WHAT IS ASKED — Tally the lines in the items below that contain the string "wheel", matching case exactly, and reply with the number alone.

SUPPLIED DATA —

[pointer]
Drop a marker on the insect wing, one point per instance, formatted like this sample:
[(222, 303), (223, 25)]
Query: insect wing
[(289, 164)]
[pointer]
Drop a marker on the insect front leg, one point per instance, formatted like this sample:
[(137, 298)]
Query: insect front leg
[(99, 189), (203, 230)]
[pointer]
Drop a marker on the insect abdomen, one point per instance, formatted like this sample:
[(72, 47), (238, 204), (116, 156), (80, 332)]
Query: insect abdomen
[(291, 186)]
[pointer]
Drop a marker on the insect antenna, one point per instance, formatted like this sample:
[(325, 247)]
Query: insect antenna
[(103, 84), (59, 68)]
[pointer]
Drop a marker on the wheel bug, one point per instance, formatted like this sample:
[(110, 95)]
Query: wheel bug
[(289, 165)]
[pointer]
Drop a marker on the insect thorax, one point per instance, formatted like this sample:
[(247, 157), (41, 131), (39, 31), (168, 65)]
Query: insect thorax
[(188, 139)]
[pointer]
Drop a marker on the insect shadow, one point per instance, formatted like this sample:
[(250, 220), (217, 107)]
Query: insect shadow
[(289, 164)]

RESULT — 2